Begin DATASET ROWS

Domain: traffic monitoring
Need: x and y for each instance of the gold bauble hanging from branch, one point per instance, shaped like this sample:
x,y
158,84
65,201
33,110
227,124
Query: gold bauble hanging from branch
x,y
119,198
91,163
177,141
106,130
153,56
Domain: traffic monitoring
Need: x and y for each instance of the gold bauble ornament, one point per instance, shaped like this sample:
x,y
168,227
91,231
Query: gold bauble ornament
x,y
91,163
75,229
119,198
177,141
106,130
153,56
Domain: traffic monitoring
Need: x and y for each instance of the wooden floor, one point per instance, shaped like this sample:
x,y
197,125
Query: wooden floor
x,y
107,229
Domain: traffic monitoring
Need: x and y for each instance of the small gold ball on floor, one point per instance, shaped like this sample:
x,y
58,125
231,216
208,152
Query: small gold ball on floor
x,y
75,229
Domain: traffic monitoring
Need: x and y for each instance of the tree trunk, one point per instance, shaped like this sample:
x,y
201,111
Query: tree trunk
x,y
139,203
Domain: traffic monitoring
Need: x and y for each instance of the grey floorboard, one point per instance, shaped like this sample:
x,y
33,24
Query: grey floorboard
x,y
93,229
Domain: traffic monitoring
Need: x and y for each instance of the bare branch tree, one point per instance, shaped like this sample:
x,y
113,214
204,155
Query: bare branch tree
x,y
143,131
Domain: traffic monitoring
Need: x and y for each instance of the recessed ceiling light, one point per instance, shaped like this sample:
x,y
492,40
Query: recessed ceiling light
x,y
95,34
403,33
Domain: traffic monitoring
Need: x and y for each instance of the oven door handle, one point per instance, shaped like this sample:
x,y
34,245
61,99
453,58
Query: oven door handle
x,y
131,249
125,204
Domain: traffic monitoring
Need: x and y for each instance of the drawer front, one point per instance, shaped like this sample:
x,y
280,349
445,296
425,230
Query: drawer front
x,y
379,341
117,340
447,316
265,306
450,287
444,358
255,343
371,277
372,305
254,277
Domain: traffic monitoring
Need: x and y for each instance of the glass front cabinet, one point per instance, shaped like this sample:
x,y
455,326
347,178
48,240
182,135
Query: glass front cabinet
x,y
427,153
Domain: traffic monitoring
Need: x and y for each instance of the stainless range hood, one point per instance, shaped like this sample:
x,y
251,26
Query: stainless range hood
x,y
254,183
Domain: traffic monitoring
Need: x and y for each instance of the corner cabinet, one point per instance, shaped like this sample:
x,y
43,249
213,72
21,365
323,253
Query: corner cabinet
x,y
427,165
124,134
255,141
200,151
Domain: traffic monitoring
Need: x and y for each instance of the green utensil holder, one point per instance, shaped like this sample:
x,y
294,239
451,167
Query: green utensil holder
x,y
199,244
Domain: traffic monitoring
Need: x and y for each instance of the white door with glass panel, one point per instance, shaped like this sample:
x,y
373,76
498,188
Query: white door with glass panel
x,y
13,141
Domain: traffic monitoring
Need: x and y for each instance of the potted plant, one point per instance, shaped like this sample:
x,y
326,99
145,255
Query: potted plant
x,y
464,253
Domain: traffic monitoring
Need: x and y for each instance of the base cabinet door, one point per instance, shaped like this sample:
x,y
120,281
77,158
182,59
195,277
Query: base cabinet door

End DATASET ROWS

*REQUIRED WORK*
Write out the whole listing again. Match it word for word.

*FULL ANSWER*
Domain: traffic monitoring
Need: x and y for each instance of the gold bauble hanging from branch, one point per instance, shaped like this sample:
x,y
158,84
65,201
33,110
227,124
Query: gold bauble hanging from branch
x,y
119,198
91,163
177,141
106,130
153,56
Domain: traffic monitoring
Need: x and y for each instance of the gold bauble ornament, one point per instance, shaped like this sample:
x,y
168,227
91,231
Query: gold bauble ornament
x,y
91,163
75,229
119,198
177,141
106,130
153,56
Domain: traffic monitoring
Need: x and y for each instance of the wooden floor, one point per instance, shaped like this sample:
x,y
197,125
Query: wooden floor
x,y
107,229
Domain: traffic monitoring
Need: x and y for each instance of the small gold ball on floor, one point per instance, shaped like this sample:
x,y
58,125
231,216
208,152
Query: small gold ball on floor
x,y
75,229
Domain: traffic monitoring
Need: x and y for each instance of the tree trunk, one point per instance, shaped like this sample:
x,y
201,111
Query: tree trunk
x,y
139,203
Domain: traffic monitoring
Need: x and y for each instance of the grey floorboard, one point per instance, shaped like this sample:
x,y
33,24
Query: grey floorboard
x,y
93,229
Domain: traffic monitoring
Need: x and y for each instance of the bare branch tree, one point per instance, shaped like this sample:
x,y
113,214
204,155
Query: bare branch tree
x,y
143,131
Domain: traffic monitoring
Need: x and y for each instance of the recessed ceiling light, one point per instance, shaped like this sample:
x,y
492,40
Query: recessed ceiling light
x,y
95,34
403,33
Domain: traffic monitoring
Need: x and y for each instance of the oven door handle, one point per instance, shaped like this sample:
x,y
34,245
61,99
453,58
Query: oven door handle
x,y
131,249
125,204
Domain: traffic monitoring
Need: x and y for each instance of the drawer front, one point per instance, shaped like this sample:
x,y
280,349
445,296
425,230
Query: drawer front
x,y
379,341
117,340
447,316
265,306
450,287
444,358
255,343
371,277
372,305
254,277
Domain: traffic monitoring
Need: x and y for each instance of the glass front cabinet, one point per instance, shaped like this sample:
x,y
455,326
347,178
48,240
182,135
Query: glass front cabinet
x,y
427,153
Domain: traffic monitoring
Need: x and y for each instance of the stainless range hood, one point per instance, shaped like this sample:
x,y
251,26
Query: stainless range hood
x,y
254,183
Domain: traffic monitoring
Need: x and y for each instance of the corner cabinet, one point per instance, shaped like this sample:
x,y
43,249
213,72
21,365
323,253
Query: corner cabinet
x,y
427,165
124,134
255,141
200,151
Domain: traffic monitoring
Need: x and y for each instance of the green utensil holder, one point per instance, shaped like this sample:
x,y
294,239
451,167
Query: green utensil holder
x,y
199,244
Domain: traffic monitoring
Need: x and y for each instance of the white door with glass panel, one point per instance, shaped like this sample:
x,y
373,76
498,188
Query: white door with glass panel
x,y
13,141
Domain: traffic monitoring
Need: x and y for each instance of the potted plant, one point per instance, shaped like this sample:
x,y
326,99
145,255
Query: potted plant
x,y
464,253
Domain: traffic monitoring
Need: x and y for each instance of the base cabinet door, one point per instance, shaped like this sample:
x,y
120,281
77,158
182,59
195,277
Query: base cabinet door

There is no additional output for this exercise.